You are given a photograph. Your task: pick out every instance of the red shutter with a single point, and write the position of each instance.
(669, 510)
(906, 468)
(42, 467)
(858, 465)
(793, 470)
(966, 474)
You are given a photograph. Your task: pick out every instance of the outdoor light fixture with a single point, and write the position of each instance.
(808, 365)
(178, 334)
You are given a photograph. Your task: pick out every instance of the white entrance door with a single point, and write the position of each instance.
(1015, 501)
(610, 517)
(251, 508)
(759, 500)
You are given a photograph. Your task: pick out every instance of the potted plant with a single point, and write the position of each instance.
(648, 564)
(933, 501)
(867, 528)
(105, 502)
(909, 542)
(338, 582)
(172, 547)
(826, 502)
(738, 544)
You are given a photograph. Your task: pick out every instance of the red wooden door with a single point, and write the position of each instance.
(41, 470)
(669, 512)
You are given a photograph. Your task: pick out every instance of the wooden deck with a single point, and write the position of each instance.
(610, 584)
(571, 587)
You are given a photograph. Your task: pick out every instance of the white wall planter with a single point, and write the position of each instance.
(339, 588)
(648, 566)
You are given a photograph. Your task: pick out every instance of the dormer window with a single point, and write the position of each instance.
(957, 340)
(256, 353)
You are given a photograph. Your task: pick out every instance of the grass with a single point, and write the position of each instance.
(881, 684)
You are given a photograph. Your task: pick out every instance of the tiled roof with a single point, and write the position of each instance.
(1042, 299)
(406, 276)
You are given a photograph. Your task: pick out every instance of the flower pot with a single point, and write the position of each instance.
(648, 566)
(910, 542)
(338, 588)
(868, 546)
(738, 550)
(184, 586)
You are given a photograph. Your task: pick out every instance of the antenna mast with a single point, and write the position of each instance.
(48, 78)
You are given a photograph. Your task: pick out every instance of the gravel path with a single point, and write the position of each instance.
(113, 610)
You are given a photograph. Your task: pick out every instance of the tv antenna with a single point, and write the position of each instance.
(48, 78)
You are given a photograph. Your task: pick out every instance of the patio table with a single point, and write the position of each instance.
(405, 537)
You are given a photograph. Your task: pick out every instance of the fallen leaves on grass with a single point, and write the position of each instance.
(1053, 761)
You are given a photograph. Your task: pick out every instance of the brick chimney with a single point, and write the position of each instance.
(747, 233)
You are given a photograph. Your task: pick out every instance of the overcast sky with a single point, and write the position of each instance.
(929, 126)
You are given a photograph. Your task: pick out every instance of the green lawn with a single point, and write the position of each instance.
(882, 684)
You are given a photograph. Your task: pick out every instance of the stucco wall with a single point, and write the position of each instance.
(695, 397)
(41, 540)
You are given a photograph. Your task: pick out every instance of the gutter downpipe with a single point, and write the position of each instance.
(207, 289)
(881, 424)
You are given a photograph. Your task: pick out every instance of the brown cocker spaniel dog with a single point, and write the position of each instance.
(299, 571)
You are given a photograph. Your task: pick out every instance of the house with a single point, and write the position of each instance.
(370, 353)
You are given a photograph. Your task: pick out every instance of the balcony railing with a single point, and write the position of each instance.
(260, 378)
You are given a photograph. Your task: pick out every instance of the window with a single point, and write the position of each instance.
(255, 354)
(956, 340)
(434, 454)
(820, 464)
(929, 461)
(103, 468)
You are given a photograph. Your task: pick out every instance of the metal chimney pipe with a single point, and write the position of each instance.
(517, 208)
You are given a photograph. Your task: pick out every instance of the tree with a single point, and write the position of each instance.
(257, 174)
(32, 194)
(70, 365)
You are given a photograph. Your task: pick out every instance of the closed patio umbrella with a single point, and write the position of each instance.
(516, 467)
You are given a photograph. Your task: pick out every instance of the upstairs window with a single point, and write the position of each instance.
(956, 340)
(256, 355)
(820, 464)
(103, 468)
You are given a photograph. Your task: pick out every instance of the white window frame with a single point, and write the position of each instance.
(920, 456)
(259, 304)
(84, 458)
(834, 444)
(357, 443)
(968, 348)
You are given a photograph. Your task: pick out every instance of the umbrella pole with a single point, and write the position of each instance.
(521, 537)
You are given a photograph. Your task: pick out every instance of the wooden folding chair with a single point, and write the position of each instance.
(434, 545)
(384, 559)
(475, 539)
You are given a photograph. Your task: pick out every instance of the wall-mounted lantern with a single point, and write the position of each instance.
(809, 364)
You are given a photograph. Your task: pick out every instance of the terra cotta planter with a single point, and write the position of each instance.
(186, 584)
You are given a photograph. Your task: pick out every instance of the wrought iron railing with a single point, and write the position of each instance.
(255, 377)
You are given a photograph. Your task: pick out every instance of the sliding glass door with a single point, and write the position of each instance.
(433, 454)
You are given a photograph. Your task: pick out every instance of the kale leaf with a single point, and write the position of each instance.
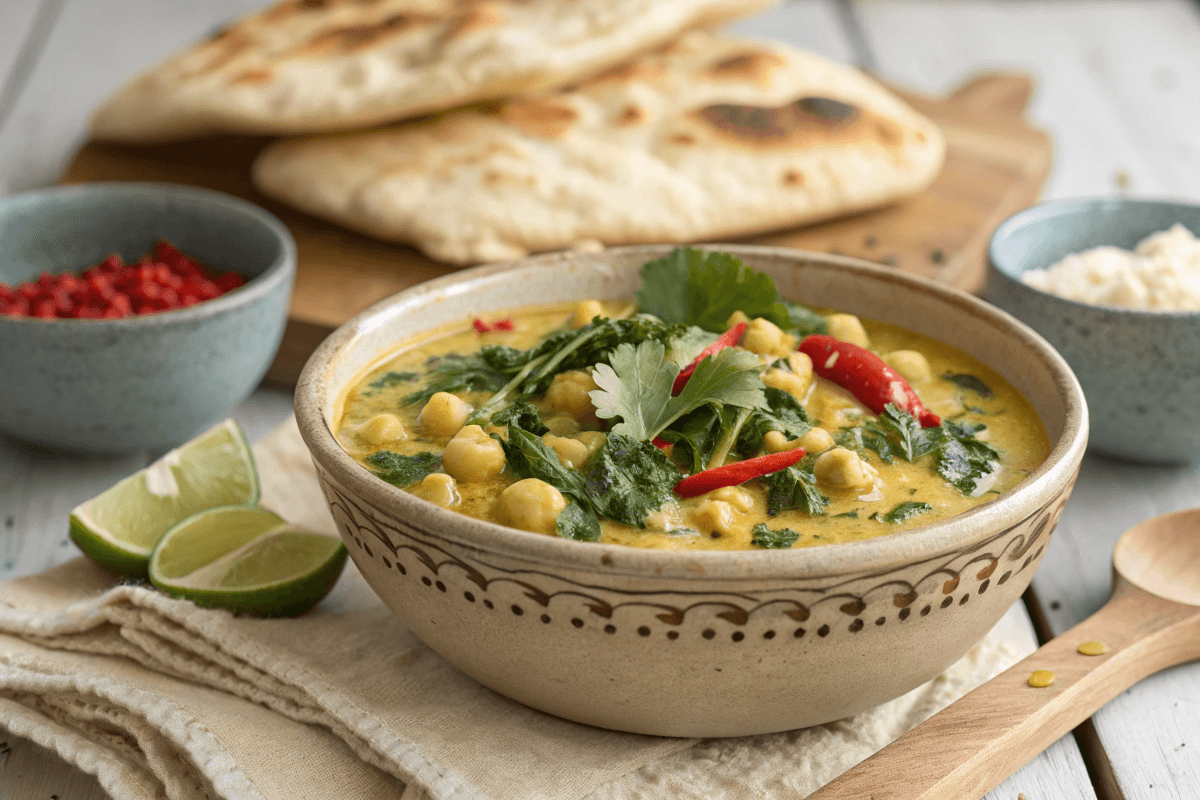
(628, 479)
(779, 537)
(969, 382)
(903, 512)
(795, 488)
(403, 470)
(784, 413)
(577, 522)
(703, 288)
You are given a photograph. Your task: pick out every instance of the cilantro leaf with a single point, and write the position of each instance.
(795, 487)
(525, 415)
(403, 470)
(903, 512)
(702, 288)
(804, 320)
(628, 479)
(779, 537)
(969, 382)
(784, 413)
(577, 522)
(636, 386)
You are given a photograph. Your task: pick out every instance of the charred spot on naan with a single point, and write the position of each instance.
(805, 121)
(546, 119)
(349, 38)
(751, 66)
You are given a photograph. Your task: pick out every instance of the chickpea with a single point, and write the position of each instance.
(911, 366)
(532, 505)
(849, 328)
(571, 452)
(593, 440)
(841, 469)
(816, 440)
(792, 384)
(439, 488)
(444, 414)
(738, 498)
(775, 441)
(766, 338)
(569, 394)
(736, 319)
(586, 312)
(473, 456)
(563, 425)
(714, 516)
(381, 429)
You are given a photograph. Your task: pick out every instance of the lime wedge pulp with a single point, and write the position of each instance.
(246, 559)
(119, 528)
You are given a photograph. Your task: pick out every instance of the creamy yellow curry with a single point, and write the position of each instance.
(583, 420)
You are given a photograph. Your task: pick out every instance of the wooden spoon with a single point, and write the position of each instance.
(1151, 621)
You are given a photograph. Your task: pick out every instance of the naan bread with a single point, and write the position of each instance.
(709, 138)
(310, 66)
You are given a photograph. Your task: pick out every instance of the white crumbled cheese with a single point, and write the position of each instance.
(1162, 274)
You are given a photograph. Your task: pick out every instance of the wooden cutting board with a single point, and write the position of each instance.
(995, 164)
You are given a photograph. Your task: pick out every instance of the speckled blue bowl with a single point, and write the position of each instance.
(139, 383)
(1140, 371)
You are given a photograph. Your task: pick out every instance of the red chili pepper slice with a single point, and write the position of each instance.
(729, 338)
(864, 376)
(735, 474)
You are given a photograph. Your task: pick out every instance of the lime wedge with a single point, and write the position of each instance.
(119, 528)
(249, 560)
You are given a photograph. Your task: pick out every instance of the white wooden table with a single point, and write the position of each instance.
(1117, 86)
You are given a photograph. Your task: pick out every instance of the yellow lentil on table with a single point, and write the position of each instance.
(1041, 678)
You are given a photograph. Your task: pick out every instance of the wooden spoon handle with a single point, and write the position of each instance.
(976, 743)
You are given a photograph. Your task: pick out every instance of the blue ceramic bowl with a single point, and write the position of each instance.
(138, 383)
(1139, 370)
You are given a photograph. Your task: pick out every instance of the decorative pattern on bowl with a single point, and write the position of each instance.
(687, 643)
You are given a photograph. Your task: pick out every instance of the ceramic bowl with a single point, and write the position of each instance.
(1140, 371)
(138, 383)
(695, 643)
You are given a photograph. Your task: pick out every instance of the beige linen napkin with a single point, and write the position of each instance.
(159, 698)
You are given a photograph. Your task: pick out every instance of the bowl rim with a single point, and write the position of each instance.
(256, 288)
(1073, 206)
(882, 553)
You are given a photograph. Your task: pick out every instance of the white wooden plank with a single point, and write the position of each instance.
(1116, 79)
(814, 25)
(95, 46)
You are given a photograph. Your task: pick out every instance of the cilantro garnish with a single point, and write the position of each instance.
(903, 512)
(403, 470)
(636, 383)
(773, 539)
(703, 288)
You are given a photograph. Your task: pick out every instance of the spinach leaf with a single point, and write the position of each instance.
(795, 488)
(779, 537)
(784, 413)
(577, 522)
(628, 479)
(694, 437)
(525, 415)
(702, 288)
(403, 470)
(970, 383)
(636, 386)
(805, 322)
(903, 512)
(964, 458)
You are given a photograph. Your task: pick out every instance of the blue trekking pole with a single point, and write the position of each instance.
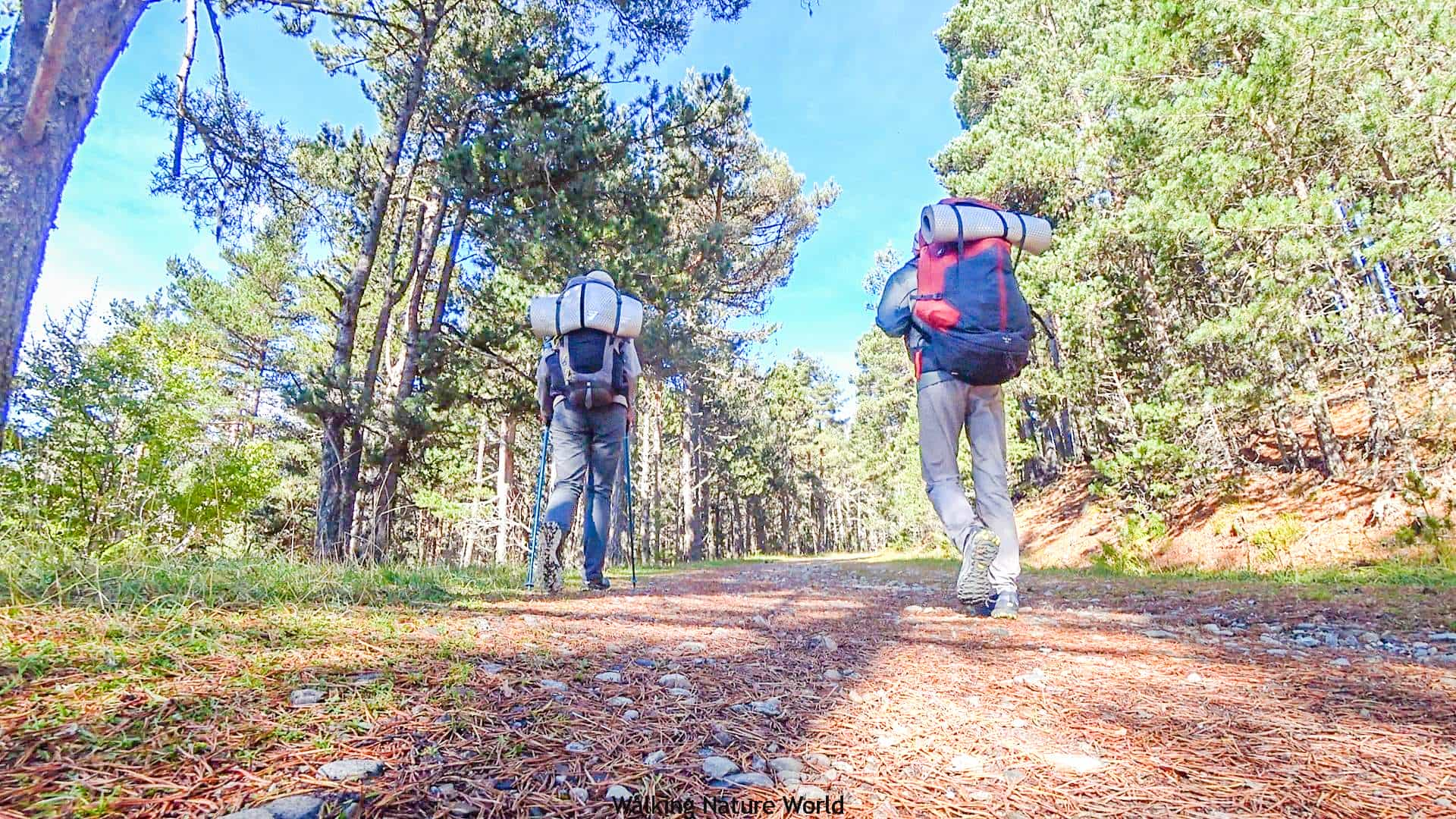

++++++++++

**Problem details**
Please repeat word for word the lines above, from the line with "of the naan" up to and including the line with "(1162, 274)".

**Answer to the exercise**
You are given a photograph. Your task: pick out every instance of the naan bread with a single point, and write the position of each instance.
(709, 138)
(310, 66)
You are given a photograph. Your task: pick out every instance of the white crumbled cheese with a single point, and write the position of each instance.
(1162, 274)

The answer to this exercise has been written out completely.